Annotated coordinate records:
▼
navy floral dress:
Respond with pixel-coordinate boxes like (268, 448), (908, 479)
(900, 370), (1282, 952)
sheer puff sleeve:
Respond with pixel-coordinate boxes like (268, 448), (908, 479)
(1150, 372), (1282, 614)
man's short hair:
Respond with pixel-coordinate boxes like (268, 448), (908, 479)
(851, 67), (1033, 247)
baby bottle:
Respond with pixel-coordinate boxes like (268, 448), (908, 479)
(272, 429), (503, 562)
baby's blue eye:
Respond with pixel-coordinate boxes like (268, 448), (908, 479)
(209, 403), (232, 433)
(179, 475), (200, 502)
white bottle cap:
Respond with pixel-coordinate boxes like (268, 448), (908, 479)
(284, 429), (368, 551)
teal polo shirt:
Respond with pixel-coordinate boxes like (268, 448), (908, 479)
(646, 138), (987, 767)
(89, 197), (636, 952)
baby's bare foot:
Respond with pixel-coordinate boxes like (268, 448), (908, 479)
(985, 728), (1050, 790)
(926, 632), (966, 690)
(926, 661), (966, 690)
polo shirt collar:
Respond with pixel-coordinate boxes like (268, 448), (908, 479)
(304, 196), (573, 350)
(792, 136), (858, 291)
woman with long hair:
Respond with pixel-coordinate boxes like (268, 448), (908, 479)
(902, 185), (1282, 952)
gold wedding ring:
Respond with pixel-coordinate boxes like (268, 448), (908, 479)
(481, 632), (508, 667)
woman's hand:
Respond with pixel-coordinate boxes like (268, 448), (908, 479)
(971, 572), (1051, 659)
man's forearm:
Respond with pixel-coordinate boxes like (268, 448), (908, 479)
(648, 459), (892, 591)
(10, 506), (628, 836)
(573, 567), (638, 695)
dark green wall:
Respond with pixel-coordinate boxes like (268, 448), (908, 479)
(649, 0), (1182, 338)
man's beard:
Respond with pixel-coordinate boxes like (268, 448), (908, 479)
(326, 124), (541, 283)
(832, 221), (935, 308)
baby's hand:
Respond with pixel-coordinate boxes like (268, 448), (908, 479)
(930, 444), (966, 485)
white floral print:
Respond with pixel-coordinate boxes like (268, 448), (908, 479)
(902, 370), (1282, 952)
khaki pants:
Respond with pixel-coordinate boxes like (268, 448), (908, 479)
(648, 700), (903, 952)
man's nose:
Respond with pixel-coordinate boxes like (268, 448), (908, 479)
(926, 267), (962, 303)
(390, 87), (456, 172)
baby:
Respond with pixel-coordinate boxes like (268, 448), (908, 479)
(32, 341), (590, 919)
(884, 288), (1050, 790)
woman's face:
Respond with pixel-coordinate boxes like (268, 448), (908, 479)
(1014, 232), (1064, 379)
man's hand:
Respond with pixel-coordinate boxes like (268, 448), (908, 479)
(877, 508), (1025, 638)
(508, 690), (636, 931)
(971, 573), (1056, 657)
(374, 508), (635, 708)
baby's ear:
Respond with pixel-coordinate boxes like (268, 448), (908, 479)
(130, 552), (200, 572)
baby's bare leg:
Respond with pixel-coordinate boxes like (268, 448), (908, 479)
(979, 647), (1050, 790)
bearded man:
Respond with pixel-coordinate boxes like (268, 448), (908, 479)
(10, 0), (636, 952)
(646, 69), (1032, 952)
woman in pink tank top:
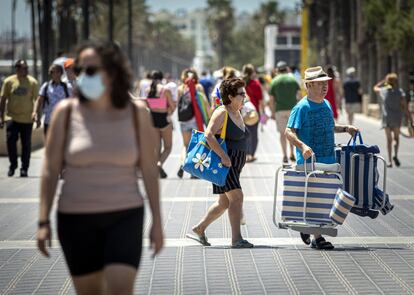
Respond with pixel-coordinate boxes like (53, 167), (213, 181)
(145, 71), (176, 178)
(37, 42), (163, 294)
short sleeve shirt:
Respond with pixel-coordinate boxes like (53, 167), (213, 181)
(1, 75), (38, 123)
(39, 82), (72, 124)
(287, 97), (335, 164)
(269, 73), (300, 112)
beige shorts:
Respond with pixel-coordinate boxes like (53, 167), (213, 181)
(275, 111), (290, 133)
(345, 102), (362, 114)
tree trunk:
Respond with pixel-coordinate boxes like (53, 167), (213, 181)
(327, 0), (338, 64)
(368, 42), (378, 102)
(30, 0), (38, 79)
(108, 0), (114, 41)
(82, 0), (89, 40)
(397, 48), (412, 92)
(11, 0), (17, 71)
(376, 40), (390, 81)
(128, 0), (133, 65)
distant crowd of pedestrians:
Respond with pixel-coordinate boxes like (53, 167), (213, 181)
(0, 42), (414, 294)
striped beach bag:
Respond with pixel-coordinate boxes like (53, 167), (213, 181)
(277, 170), (342, 225)
(329, 189), (355, 224)
(336, 132), (393, 215)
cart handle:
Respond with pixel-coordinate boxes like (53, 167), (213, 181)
(303, 153), (316, 175)
(347, 131), (364, 149)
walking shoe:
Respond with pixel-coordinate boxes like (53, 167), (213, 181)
(159, 167), (168, 178)
(7, 168), (16, 177)
(392, 157), (401, 167)
(20, 169), (28, 177)
(311, 237), (335, 250)
(231, 239), (254, 249)
(177, 166), (184, 178)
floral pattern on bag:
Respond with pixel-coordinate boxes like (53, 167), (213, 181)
(192, 153), (211, 172)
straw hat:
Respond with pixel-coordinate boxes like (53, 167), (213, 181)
(303, 66), (332, 83)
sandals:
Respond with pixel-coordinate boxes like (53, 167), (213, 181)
(177, 166), (184, 178)
(231, 239), (254, 249)
(311, 237), (335, 250)
(185, 234), (211, 246)
(392, 157), (401, 167)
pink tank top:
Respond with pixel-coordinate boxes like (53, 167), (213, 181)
(147, 88), (168, 110)
(58, 103), (143, 213)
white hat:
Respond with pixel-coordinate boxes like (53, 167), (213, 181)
(303, 66), (332, 83)
(346, 67), (355, 76)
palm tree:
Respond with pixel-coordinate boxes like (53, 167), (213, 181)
(207, 0), (234, 67)
(82, 0), (89, 40)
(108, 0), (114, 41)
(30, 0), (38, 79)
▲
▸ **TASK TO COMPLETE**: Please update the rows above by replacing "Respond" with "Answer" and leaving everything else unchanged. Omit the pictures from your answer.

▸ **TASK ANSWER**:
navy floral dress:
Answer with pixel-coordinate boxes like (268, 448), (908, 479)
(900, 370), (1282, 952)
sheer puff sleeve:
Answer with pixel-coordinate boxes like (268, 448), (908, 479)
(1150, 372), (1282, 614)
man's short hair:
Answer with pixel-coordinate boxes like (268, 448), (908, 479)
(851, 67), (1033, 247)
baby bottle:
Answer with pixel-coordinate boxes like (268, 448), (908, 479)
(272, 429), (503, 562)
baby's blue eye:
Answer with pixel-coordinate boxes like (268, 448), (908, 479)
(209, 403), (232, 433)
(179, 475), (200, 502)
white bottle cap:
Answer with pixel-coordinate boxes like (268, 448), (908, 479)
(284, 429), (368, 551)
teal polo shirt:
Answer with pixel-coordinate boxes like (268, 448), (908, 479)
(646, 138), (987, 767)
(89, 197), (636, 952)
baby's bare foot:
Answer with pixel-coordinate boxes like (268, 448), (908, 479)
(985, 728), (1050, 790)
(926, 632), (966, 690)
(926, 661), (966, 690)
polo shirt collar:
Answer with pixel-coordinate boxes like (268, 448), (908, 479)
(304, 196), (573, 350)
(792, 136), (858, 291)
woman with long hair:
Answer with pixel-coordinate boxes like (268, 448), (908, 479)
(902, 185), (1282, 952)
gold wedding ring:
Answer with pixel-coordinate boxes like (268, 448), (908, 479)
(481, 632), (508, 667)
woman's hand:
Answer with pixel-coordinate boxes like (268, 448), (908, 479)
(971, 572), (1051, 659)
man's forearm:
Answer with pixel-coordinate boxes like (268, 448), (908, 479)
(648, 459), (892, 591)
(10, 506), (628, 836)
(573, 567), (638, 695)
dark green wall:
Answer with pixel-coordinate boxes like (268, 448), (908, 479)
(649, 0), (1182, 338)
man's beard:
Answer with pixel-coordinate boxes like (268, 448), (908, 479)
(326, 124), (541, 283)
(832, 221), (935, 308)
baby's hand:
Answer with pixel-coordinate boxes like (268, 448), (908, 479)
(930, 444), (966, 485)
white floral print:
Answer with pixel-coordinate boxes like (268, 448), (908, 479)
(902, 370), (1282, 952)
khaki pants:
Answer with pixel-coordinate boxes like (268, 448), (908, 479)
(648, 700), (903, 952)
man's nose:
Answer with pixel-coordinate boxes like (268, 448), (908, 479)
(926, 267), (962, 303)
(390, 87), (456, 172)
baby:
Answer with pixel-coordinate boxes like (268, 448), (908, 479)
(32, 341), (590, 919)
(884, 288), (1050, 790)
woman's face:
Answer with pixel-coordinate boxes like (268, 448), (908, 479)
(1014, 232), (1064, 379)
man's hand:
Answer with pixel-coordinate boxes like (268, 448), (908, 479)
(877, 508), (1025, 638)
(508, 690), (636, 931)
(971, 573), (1056, 657)
(374, 508), (635, 708)
baby's ear:
Answer with pixel-coordinate boxes like (268, 448), (908, 479)
(130, 552), (200, 572)
baby's bare leg:
Answer with pixel-coordinate boxes like (268, 448), (908, 479)
(979, 647), (1050, 790)
bearded man:
Answer with pixel-coordinate boxes like (268, 448), (908, 479)
(10, 0), (636, 952)
(646, 69), (1032, 952)
woman in pink tank top:
Answer with pixel-coordinate boxes like (53, 167), (213, 181)
(145, 71), (176, 178)
(37, 42), (163, 294)
short sleeve shirt:
Answer with pixel-coordinate boxes like (53, 167), (213, 181)
(1, 75), (38, 123)
(39, 82), (72, 124)
(287, 97), (335, 164)
(269, 73), (300, 112)
beige shorts:
Answer with pixel-coordinate boxes like (53, 167), (213, 181)
(275, 111), (290, 133)
(345, 102), (362, 114)
tree trunk:
Answer with pixel-coordinate boxes like (53, 167), (213, 181)
(327, 0), (338, 64)
(368, 42), (378, 102)
(30, 0), (38, 79)
(108, 0), (114, 41)
(82, 0), (89, 40)
(397, 48), (412, 92)
(11, 0), (17, 71)
(376, 40), (390, 81)
(128, 0), (133, 65)
distant crowd of pedestrians:
Answer with pixel-coordinate boxes like (53, 167), (213, 181)
(0, 42), (414, 294)
striped beach bag:
Answer with pixel-coordinate boxes like (53, 167), (213, 181)
(277, 170), (342, 225)
(329, 189), (355, 224)
(336, 132), (393, 215)
cart handle:
Answer with pixel-coordinate boxes like (53, 167), (213, 181)
(303, 153), (316, 175)
(347, 131), (364, 149)
walking shoe:
Answer with pixel-coordinate boxes like (53, 167), (213, 181)
(159, 167), (168, 178)
(7, 168), (16, 177)
(392, 157), (401, 167)
(20, 169), (28, 177)
(311, 237), (335, 250)
(231, 239), (254, 249)
(177, 166), (184, 178)
floral pattern on bag:
Answer with pixel-coordinate boxes like (53, 167), (213, 181)
(192, 153), (211, 172)
straw hat:
Answer with pixel-coordinate boxes like (53, 167), (213, 181)
(303, 66), (332, 83)
sandals:
Answer with pixel-coordinate boxes like (53, 167), (213, 181)
(177, 166), (184, 178)
(231, 239), (254, 249)
(311, 237), (335, 250)
(185, 234), (211, 246)
(392, 157), (401, 167)
pink tank top:
Answer with pixel-coordinate boxes like (53, 167), (213, 181)
(147, 88), (168, 110)
(58, 103), (143, 213)
white hat:
Answer with pixel-coordinate boxes like (53, 167), (213, 181)
(303, 66), (332, 83)
(346, 67), (355, 76)
palm tree:
Answer with pixel-coordinate boxes like (53, 167), (213, 181)
(207, 0), (234, 67)
(82, 0), (89, 40)
(108, 0), (114, 41)
(30, 0), (38, 79)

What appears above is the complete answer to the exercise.